■ **MATERIAL PROVIDED**:
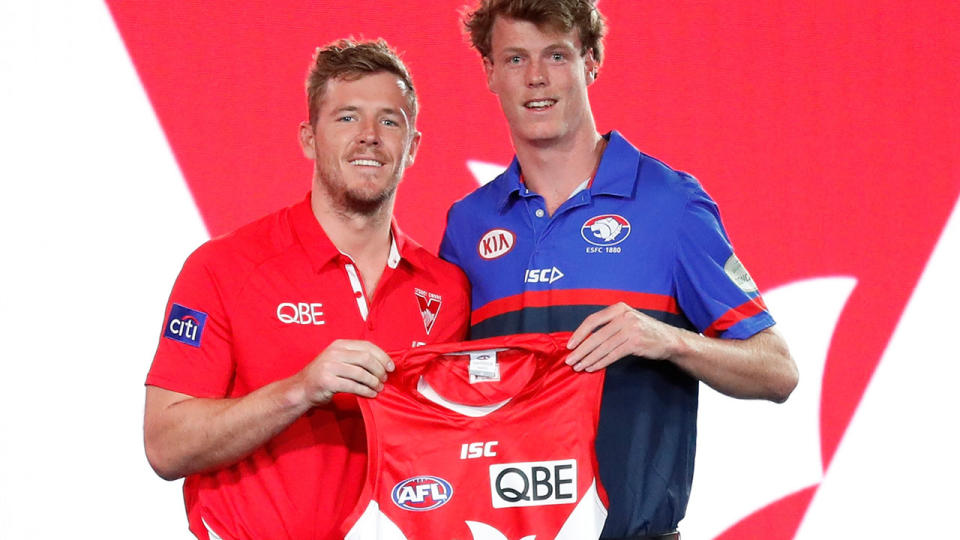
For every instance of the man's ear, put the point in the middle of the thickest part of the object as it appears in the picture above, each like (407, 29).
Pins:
(414, 146)
(591, 67)
(306, 140)
(488, 71)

■ **EXERCISE**: Transcribe the records above exactly and drop every picture.

■ **WRITTEN SOLUTION**:
For every instance of the man's ear, put the point in the middle of the thickest part of the object as it appears in the picture above, each like (407, 29).
Pins:
(414, 146)
(591, 67)
(306, 140)
(488, 71)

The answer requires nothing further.